**Dataset records**

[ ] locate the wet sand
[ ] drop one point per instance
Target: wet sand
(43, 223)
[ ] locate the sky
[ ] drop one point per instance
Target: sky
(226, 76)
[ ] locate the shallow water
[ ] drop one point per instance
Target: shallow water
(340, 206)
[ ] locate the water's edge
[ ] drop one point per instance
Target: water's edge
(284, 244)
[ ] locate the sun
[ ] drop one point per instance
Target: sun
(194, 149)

* * *

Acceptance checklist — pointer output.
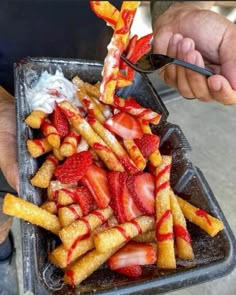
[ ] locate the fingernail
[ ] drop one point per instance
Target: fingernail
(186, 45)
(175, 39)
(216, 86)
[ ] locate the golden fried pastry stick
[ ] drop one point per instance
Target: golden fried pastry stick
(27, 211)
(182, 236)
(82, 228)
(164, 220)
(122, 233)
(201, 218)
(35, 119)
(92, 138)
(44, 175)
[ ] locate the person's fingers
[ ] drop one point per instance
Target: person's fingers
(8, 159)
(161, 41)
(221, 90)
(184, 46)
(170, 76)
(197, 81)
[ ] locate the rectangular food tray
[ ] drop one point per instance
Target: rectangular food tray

**Problem requirements**
Using the listing above, locate the lines that hold "tray" and copy each one.

**Reply to the task**
[ ] locate the rectangular food tray
Target: rectangular food tray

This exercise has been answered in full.